--- begin Supplied material ---
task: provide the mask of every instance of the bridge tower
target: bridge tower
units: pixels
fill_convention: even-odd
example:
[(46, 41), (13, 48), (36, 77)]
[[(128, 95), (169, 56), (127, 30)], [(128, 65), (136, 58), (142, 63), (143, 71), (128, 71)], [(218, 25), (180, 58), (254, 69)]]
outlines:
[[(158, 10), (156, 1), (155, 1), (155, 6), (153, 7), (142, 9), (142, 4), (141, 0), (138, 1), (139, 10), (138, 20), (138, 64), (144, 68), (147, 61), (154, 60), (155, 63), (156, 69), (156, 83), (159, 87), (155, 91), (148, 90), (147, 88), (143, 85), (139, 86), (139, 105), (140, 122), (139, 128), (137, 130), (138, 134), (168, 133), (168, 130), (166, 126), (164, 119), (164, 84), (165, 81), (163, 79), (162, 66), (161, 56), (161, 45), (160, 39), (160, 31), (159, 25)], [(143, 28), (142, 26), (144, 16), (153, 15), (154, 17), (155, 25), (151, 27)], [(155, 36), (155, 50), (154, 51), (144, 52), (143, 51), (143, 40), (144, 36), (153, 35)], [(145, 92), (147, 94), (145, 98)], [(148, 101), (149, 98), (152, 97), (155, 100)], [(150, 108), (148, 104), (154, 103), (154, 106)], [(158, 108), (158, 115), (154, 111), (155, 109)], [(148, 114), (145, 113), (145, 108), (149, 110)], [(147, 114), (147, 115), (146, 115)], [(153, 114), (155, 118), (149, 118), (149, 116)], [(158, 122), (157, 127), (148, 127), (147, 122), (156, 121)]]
--- end Supplied material ---
--- begin Supplied material ---
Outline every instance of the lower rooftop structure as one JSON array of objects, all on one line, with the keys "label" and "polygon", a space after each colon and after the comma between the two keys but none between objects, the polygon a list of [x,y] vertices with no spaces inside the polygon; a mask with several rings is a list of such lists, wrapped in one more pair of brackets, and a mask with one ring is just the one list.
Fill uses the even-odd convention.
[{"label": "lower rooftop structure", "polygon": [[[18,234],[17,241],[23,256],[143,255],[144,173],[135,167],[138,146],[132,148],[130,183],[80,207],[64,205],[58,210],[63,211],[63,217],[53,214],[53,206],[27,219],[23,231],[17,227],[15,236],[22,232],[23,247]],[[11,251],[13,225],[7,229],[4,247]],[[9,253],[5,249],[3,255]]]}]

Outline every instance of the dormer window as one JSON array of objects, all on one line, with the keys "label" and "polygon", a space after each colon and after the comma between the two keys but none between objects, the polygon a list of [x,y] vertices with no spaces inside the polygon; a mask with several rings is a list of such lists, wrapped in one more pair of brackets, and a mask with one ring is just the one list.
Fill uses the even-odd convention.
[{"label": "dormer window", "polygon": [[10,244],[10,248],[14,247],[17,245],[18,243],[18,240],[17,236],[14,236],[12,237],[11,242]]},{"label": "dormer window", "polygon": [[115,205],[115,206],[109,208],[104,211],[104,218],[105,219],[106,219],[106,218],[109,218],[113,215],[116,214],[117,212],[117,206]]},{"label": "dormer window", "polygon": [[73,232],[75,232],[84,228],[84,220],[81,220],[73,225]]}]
--- end Supplied material ---
Locate each line of the data above that contains the string "bridge", matching case exactly, and copy every such line.

task: provide the mask of every instance of the bridge tower
target: bridge tower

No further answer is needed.